PROBLEM DETAILS: Render the material as a numbered list, one line per item and blank lines omitted, starting at the first line of the material and ending with the line containing "[(39, 448), (39, 319)]", both included.

Dataset records

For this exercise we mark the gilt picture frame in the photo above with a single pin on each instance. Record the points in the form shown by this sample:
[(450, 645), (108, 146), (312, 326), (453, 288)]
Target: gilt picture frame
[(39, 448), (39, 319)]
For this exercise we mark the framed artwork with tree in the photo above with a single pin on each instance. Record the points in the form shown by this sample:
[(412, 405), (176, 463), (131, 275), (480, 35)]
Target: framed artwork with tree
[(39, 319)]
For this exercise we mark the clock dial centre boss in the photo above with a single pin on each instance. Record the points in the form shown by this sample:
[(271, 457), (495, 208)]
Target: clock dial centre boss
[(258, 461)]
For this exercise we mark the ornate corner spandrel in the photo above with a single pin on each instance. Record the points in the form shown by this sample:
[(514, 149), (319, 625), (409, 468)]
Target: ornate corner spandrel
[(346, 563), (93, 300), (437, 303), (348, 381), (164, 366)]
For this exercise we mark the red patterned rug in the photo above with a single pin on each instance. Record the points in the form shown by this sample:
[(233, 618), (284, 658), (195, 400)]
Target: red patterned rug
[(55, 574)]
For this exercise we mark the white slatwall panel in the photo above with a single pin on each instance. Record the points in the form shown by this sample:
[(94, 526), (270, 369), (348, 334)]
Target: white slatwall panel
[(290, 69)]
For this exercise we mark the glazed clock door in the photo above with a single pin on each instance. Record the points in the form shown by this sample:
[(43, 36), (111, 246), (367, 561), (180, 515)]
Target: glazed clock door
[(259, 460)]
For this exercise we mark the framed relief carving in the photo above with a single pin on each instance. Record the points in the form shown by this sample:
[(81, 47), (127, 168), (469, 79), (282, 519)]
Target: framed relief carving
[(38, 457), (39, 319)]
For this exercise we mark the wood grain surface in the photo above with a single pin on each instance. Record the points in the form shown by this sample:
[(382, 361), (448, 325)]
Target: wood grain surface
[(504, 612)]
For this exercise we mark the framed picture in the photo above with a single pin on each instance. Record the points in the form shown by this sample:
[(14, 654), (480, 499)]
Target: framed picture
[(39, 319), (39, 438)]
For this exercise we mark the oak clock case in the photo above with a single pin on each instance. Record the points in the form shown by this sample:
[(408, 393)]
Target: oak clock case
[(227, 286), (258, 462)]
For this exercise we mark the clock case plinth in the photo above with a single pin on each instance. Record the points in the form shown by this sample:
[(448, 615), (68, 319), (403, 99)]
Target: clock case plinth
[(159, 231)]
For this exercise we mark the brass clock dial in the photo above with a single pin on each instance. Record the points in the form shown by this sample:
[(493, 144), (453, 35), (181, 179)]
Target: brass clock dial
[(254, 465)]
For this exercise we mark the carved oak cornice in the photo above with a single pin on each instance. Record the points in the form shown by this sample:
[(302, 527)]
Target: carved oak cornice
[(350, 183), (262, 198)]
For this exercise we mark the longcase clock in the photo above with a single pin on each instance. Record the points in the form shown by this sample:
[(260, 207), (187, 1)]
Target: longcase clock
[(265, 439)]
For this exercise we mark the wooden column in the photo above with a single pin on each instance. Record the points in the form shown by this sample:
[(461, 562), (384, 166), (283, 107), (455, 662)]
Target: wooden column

EXERCISE SOLUTION:
1. For this exercise we mark the gilt picture frame in the photo above with a single pin on each instance. Record the points in the form shown by this sample:
2. [(450, 645), (108, 146), (312, 326), (453, 288)]
3. Target: gilt picture frame
4. [(39, 448), (39, 319)]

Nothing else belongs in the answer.